REQUIREMENT
Would you repeat all the lines below, exactly as they stand?

RECORDS FOR THIS TASK
== == ==

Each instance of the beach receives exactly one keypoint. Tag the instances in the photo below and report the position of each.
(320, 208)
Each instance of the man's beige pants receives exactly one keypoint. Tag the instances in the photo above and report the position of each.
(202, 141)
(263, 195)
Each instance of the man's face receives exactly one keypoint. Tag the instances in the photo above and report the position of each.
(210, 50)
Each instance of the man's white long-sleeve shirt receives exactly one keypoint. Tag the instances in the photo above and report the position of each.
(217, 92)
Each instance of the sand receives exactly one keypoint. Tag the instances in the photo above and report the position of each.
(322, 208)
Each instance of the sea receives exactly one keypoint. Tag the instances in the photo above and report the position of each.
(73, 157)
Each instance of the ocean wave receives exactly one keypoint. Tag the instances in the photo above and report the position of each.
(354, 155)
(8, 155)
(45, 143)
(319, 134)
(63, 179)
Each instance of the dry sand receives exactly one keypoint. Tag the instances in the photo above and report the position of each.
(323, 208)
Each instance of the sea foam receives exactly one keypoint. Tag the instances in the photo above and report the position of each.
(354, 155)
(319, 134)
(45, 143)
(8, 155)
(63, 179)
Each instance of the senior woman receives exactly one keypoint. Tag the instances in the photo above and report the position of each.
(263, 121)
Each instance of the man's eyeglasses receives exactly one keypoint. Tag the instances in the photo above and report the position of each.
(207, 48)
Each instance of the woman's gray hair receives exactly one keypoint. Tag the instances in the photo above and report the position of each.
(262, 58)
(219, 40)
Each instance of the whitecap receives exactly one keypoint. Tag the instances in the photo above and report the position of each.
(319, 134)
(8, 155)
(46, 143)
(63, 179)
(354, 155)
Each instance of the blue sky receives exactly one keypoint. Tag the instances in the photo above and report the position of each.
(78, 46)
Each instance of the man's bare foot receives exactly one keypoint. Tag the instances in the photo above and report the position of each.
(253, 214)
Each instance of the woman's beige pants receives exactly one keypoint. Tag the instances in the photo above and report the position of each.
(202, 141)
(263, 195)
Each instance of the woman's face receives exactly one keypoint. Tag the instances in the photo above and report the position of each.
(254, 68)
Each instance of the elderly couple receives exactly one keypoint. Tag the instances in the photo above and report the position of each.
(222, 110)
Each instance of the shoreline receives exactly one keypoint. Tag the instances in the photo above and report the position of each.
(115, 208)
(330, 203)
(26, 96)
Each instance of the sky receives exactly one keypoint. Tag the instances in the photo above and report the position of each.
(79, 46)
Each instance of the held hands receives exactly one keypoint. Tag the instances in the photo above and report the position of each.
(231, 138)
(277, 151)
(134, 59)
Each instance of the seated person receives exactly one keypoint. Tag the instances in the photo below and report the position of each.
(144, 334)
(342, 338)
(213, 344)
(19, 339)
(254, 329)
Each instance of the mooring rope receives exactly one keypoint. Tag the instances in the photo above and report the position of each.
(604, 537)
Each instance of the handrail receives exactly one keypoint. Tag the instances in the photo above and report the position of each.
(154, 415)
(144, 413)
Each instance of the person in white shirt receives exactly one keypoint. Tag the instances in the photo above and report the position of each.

== == ==

SOLUTION FOR THIS PROBLEM
Each instance of the beach receives exactly one keypoint. Tag the instances in the photo below and report the position of each.
(320, 208)
Each instance of the man's beige pants receives exactly one keypoint. Tag the instances in the photo above and report the position of each.
(202, 141)
(263, 195)
Each instance of the man's face receives exactly one keypoint. Tag the instances in the photo above and report the position of each.
(210, 50)
Each instance of the man's white long-sleeve shirt receives exactly one keypoint. Tag the instances in the photo above and report the position of each.
(217, 92)
Each instance of the sand receives exactly one keypoint. Tag the instances in the photo above and report the position of each.
(322, 208)
Each instance of the sea receives exactly one keypoint. Tag the instances in the photo above and report the position of each.
(73, 157)
Each instance of the ocean wave receives exactly one keypoint. Tag the instances in the photo above and report the position of each.
(354, 155)
(8, 155)
(45, 143)
(319, 134)
(63, 179)
Each instance of the dry sand receives exactly one keypoint. Tag the instances in the photo above and report the position of each.
(323, 208)
Each instance of the sea foam receives exactly one keypoint. Tag the instances in the photo above and report the position of each.
(354, 155)
(319, 134)
(45, 143)
(8, 155)
(63, 179)
Each instance of the senior woman receives exactly one keypoint. Tag the instances in the photo above and report the position of each.
(263, 121)
Each instance of the man's eyeglasses receives exactly one keypoint. Tag the instances in the photo above and report the position of each.
(207, 48)
Each instance of the woman's gray hair receives exactly one keypoint. Tag the instances in the photo above and report the position of each.
(262, 58)
(219, 40)
Each instance of the whitecap receives exactly one keypoint. Tag the instances in the photo above and report the position of each.
(319, 134)
(8, 155)
(46, 143)
(63, 179)
(354, 155)
Each instance of the blue sky receives exactly one keypoint. Tag the instances in the photo above and report the position of each.
(78, 46)
Each instance of the man's bare foot receives exactly one keypoint. Tag the instances in the photo above and report the position of each.
(253, 214)
Each instance of the woman's beige pants receives exactly one keypoint. Tag the instances in the photo above and report the position of each.
(202, 141)
(263, 195)
Each instance of the woman's face receives exactly one keypoint. Tag the instances in the photo above and report the position of each.
(254, 68)
Each instance of the elderly couple receives exactly one keypoint. Tag the instances in the photo above and report the position of each.
(222, 110)
Each instance of the shoreline receives exactly one keypoint. Tag the instances in the photo above and report the position of each.
(115, 208)
(330, 203)
(26, 96)
Each instance of the sky receives exactly one keypoint. Tag the instances in the photo above and report the position of each.
(79, 46)
Each instance of the held hands receives exactly one keypoint. Tag the instances in the photo above and report the position of each.
(231, 138)
(277, 151)
(134, 59)
Each instance of the seated person receives exactly one keypoint. Tag the instances in the photo below and report the position of each.
(144, 334)
(342, 338)
(213, 344)
(19, 339)
(254, 329)
Each instance of the mooring rope receives exactly one keypoint. Tag the instances in the photo above and report the position of each.
(604, 537)
Each instance of the handrail receives exactly one keypoint. Tag the instances in the photo above and report the position of each.
(154, 415)
(144, 413)
Each instance of the person in white shirt receives exactly one keypoint. Tag the instances in the photo above and report the position of each.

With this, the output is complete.